*Provided material:*
++++++
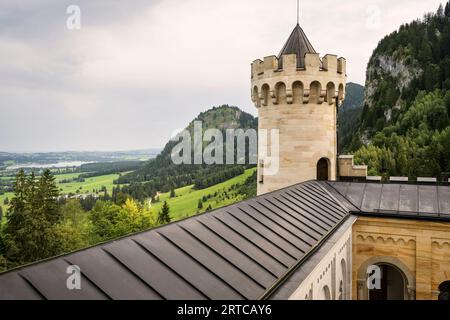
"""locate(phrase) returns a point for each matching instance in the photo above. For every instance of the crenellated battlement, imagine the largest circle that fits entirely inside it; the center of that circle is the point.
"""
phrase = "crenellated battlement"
(313, 63)
(321, 80)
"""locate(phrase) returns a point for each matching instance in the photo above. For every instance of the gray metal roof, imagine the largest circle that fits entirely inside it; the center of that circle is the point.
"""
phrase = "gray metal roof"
(298, 44)
(236, 252)
(404, 200)
(248, 250)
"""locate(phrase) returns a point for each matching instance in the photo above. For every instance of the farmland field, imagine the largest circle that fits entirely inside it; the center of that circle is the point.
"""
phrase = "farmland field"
(90, 184)
(186, 201)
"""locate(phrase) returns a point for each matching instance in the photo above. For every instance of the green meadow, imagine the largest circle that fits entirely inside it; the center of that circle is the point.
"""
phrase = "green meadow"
(186, 200)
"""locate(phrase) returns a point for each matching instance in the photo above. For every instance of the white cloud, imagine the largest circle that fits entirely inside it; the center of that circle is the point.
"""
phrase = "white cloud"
(146, 68)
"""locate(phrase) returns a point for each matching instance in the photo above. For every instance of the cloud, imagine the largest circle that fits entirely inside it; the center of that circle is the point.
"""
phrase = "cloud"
(138, 70)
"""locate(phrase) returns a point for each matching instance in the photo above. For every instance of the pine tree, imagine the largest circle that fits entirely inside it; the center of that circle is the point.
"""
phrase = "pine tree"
(163, 215)
(47, 199)
(16, 216)
(440, 11)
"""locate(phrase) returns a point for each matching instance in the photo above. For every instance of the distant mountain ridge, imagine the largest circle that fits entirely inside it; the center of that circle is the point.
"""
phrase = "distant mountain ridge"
(161, 174)
(404, 127)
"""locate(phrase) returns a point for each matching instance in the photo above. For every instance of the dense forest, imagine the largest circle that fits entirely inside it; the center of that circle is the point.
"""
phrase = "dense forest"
(41, 224)
(350, 113)
(162, 175)
(404, 127)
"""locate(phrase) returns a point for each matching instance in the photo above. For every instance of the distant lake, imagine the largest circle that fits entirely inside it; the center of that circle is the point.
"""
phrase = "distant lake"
(61, 164)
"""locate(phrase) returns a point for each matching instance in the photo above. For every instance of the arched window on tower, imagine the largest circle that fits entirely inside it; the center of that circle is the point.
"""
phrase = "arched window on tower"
(256, 97)
(265, 94)
(331, 91)
(280, 89)
(343, 282)
(326, 294)
(341, 92)
(314, 92)
(297, 92)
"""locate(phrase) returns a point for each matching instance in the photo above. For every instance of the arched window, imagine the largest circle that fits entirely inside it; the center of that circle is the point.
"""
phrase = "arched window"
(341, 92)
(265, 94)
(326, 294)
(343, 283)
(323, 169)
(280, 89)
(297, 92)
(256, 97)
(331, 91)
(314, 92)
(444, 291)
(392, 284)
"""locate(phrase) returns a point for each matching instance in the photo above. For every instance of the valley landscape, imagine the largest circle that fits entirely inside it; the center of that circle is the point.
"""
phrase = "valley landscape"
(397, 123)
++++++
Reproduce every line of the records above verbatim, character for character, and leave out the pictures.

*Exercise response:*
"""locate(phrase) returns a point for each matching instance in the photo above. For every instance of the crenellated battlement, imagine the largest circle that fits entirely inside it; the center of that circle is the point.
"""
phrase = "crenellated battlement"
(313, 63)
(321, 80)
"""locate(phrase) returns a point for each matching instance in the photo above. For every instance of the gray metal roof, imagine the largest circle that fits entirely inside it; the center of that circle is the point.
"""
phrase = "gray metal roof"
(298, 44)
(236, 252)
(404, 200)
(248, 250)
"""locate(phrase) returns a point for each matching instance in the photo above. For every instance of the farmland field, imagine the largest circle that fits entirely inside it; the center of that circle is the point.
"""
phrase = "farmland field"
(90, 184)
(186, 201)
"""locate(phrase) returns a point for each matching instance in the photo above. For every instance of the green meadow, imagine the largest circle that fits entirely inside it; the center of that circle is the point.
"""
phrase = "green meadow"
(186, 200)
"""locate(phrase) returns a point for each matching instance in the photo above. For every instance of the white cloud, imagine the largest circle that fits entirely inside it; the center of that circle is the point.
"""
phrase = "white cloud"
(146, 68)
"""locate(phrase) returns a point for each matching instance in the photo above. For every instance of the cloud, imagine the largest circle that fits entirely inside it; the center of that circle is the point.
"""
phrase = "cloud"
(138, 70)
"""locate(phrase) returns a point for each matching instance in the photo above. For every instance of the pine tree, imagine the largest circle that fits entirely inside it; the center of that circle is the point.
"""
phrase = "pine tree"
(163, 215)
(47, 199)
(16, 216)
(440, 11)
"""locate(phrase) returns a point for each matching instance in the photo above. For every instance of the distant mountain ridge, imagine the largest circle that fits entirely inside it; the center of that circle is the point.
"""
phrase = "distant mountain ridge"
(161, 174)
(404, 127)
"""locate(phrase) returns a point for each matching instance in the photo above. For every instance of the dense forest, imagine the largest circle that fits entirely inside it; the center of that circle is the point.
"""
phrase = "dense forest"
(41, 224)
(350, 113)
(162, 175)
(404, 127)
"""locate(phrase) returns a point for each matching instance in the photo above. For every instance of the distant lake, imagine the largest circle that fits entirely inside it; the center of that circle is the point.
"""
phrase = "distant lake"
(61, 164)
"""locate(phrase) returns a point for each matching instance in the photo above. For every instance of the arched window on tower, imagine the largest circle that fits entirely inside it; the center of that circle is the point.
"""
phrase = "arched window on tower"
(256, 97)
(265, 94)
(331, 91)
(280, 89)
(343, 282)
(326, 294)
(341, 92)
(314, 92)
(297, 92)
"""locate(phrase) returns a point for each matching instance in the photo above. For every instance of the arched window, imagine the largest circle that fits entirely inside it; the center of that circle is the point.
"""
phrase = "arched window"
(341, 92)
(265, 94)
(326, 294)
(343, 283)
(323, 169)
(280, 89)
(297, 92)
(256, 97)
(331, 91)
(314, 92)
(444, 291)
(392, 284)
"""locate(phrase) returns a point for each matching instance in the photo above. For every instance of the valley landscape, imagine the largest circle that fits entirely inside it; the center of that circle is the point.
"""
phrase = "valley landscape"
(397, 123)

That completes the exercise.